*SET OF TASKS*:
**1)** In the blog post about Penang's hills, what did the club pro tell the writer to lose?
**2)** Continue the blog post about Penang's hills from where it stops.

*SOURCE DOCUMENT*:
[START]

Wednesday, January 1, 2020

Hills

Like many people, I try to make plans. In my case as I am retired, this often involves great ideas (in my opinion) that may or may not require preparation before the big event whatever it is takes place.

A few weeks ago after a tough day of playing in a tennis tournament, I was chatting with one of the players, the club pro, bemoaning the fact that I wasn't able to hit the tennis ball as hard as the young lads who'd thumped us all over the court all day. He put an arm round my shoulders in an amicable fashion, patted my stomach with the other and kept on saying what sounded like "20 pounds" over and over. Being rather a literal person I hadn't a clue what he meant but assumed that he meant that I should start pumping iron to build up some more muscle. He is as skinny as a rake so I thought this was a bit rich coming from him. In any event he kept droning on about '20 pounds, 20 pounds' and drumming my tummy so I said something along the lines of 'OK, you're right maybe I could do something about my puny arms...' but he said "No, no. Lose 20 pounds. Here".... with 'here' being you guessed it, my stomach. Bloody cheek. I've been trying to lose 20 pounds for the last 20+ years, mate!

In my defense, the food in Penang really doesn't help. So good but very heavy on the carbs: rice, noodles, beer. I know I could be a little more iron willed but that really hasn't worked out that well. Clearly.

The most recent fiesta and the scene of my most recent fall from grace
So plan B.

Penang Island is a really interesting place. Topographically speaking. This is what Wikipedia says:

As for the terrain, much of the centre of Penang Island consists of granitic hills covered by rainforest jungles. The central hills of Penang Island, including Penang Hill, serve as a giant green lung for the entire island and an important forested catchment area.[15]

Generally speaking, the island can be distinguished into five areas:
  • The northeastern plains form a triangular promontory where George Town is centred. This densely populated city centre is the administrative, commercial and cultural centre of Penang.
  • The southeast, where Bayan Lepas is located, was once an agricultural area consisting of rice fields and mangroves. Due to the massive industrialisation of the 1970s, this area has been developed into new townships and industrial areas.
  • The north, including Batu Ferringhi, Tanjung Bungah and Tanjung Tokong, consists of narrow sandy beaches lined with resort hotels and residences that form the northwestern edge of George Town.
  • The southwest (Balik Pulau) contains the only large pockets of scenic countryside with fishing villages, fruit orchards, and mangroves.

[END]

*EXCERPTED RECORDS*:
[START]

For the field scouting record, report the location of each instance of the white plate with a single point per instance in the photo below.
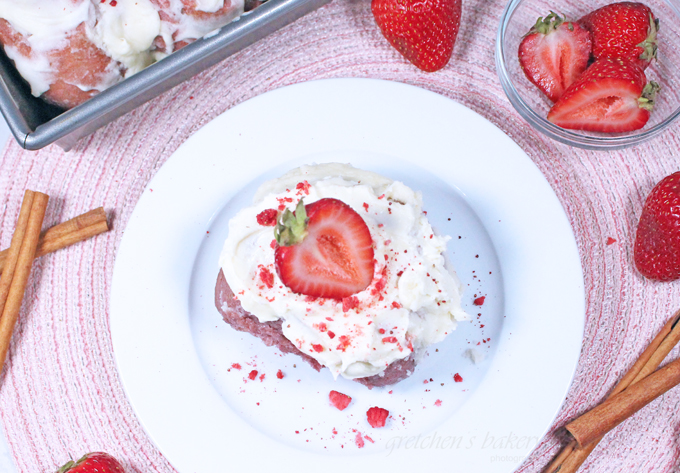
(511, 242)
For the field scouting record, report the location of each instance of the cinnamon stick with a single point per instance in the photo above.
(67, 233)
(570, 459)
(29, 244)
(597, 422)
(15, 245)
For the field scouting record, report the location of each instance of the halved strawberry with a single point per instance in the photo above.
(554, 53)
(624, 30)
(611, 96)
(324, 250)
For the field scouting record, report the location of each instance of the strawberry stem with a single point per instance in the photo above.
(650, 45)
(646, 101)
(291, 229)
(550, 22)
(66, 467)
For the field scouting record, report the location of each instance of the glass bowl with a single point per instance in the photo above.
(520, 15)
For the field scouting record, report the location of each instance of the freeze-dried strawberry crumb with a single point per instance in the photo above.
(349, 303)
(303, 186)
(380, 283)
(344, 342)
(339, 400)
(267, 218)
(266, 277)
(377, 416)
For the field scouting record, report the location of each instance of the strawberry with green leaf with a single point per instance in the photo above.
(611, 96)
(95, 462)
(324, 249)
(624, 30)
(554, 53)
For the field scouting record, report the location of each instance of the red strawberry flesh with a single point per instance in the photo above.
(624, 30)
(554, 54)
(657, 241)
(424, 31)
(95, 462)
(611, 96)
(334, 258)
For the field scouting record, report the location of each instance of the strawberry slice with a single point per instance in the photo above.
(623, 30)
(554, 54)
(324, 249)
(611, 96)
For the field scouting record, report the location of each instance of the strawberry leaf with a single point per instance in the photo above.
(292, 228)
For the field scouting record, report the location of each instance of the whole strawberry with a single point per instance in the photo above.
(423, 31)
(624, 30)
(657, 243)
(95, 462)
(554, 53)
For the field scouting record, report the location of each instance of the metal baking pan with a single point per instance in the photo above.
(35, 124)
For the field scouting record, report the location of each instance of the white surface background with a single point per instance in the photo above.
(6, 461)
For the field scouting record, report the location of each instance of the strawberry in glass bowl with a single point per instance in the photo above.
(625, 93)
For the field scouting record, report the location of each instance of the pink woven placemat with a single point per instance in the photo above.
(60, 392)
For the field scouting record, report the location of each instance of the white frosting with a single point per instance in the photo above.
(45, 25)
(210, 6)
(412, 302)
(125, 31)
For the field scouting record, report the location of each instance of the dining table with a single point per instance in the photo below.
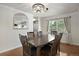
(40, 41)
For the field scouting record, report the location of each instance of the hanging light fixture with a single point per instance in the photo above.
(39, 8)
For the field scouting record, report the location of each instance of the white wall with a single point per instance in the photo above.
(74, 27)
(9, 38)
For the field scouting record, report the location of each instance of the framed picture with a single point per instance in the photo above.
(20, 21)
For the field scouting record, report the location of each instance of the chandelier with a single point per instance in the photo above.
(39, 8)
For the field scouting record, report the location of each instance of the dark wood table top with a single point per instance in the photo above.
(44, 39)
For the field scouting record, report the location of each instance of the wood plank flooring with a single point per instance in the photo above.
(65, 50)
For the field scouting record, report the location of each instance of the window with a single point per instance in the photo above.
(56, 25)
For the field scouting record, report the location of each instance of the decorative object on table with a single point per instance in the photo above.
(20, 21)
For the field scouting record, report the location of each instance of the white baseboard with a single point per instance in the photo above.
(72, 43)
(10, 49)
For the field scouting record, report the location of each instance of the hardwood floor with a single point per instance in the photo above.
(69, 50)
(65, 50)
(13, 52)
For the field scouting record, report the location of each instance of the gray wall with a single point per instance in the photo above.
(74, 27)
(9, 38)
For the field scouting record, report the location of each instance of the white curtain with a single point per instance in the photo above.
(67, 22)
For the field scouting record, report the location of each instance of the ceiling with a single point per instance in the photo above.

[END]

*RESPONSES TO THE EXERCISE*:
**1)** Twenty pounds, from the stomach.

**2)**
The giant green lung
We live in the north of the island which is well populated but in the middle and south, the hills go straight up making construction difficult. So much so that the authorities are reclaiming ever greater chunks out to the north and east which constitutes the Malacca Straits, which are actually quite shallow and very tidal.

The British in colonial days built stations in the hills where you can escape the relentless heat of the lowlands. They also built reservoirs and dams in the hills to provide a guaranteed water source for the island. Accessing each of these meant trails, roads and paths which today make great hiking trails. This was my plan B.

I found a group of hardy hikers who weren't so serious that a newbie like me would suffer and off we went. The first week's walk was to the Batu Ferringhi aqueduct. A light, gently upward stroll past the remnants of colonial engineering which still works just fine. My fellow walkers were a bunch of similarly shaped and aged people to me, so I felt right at home.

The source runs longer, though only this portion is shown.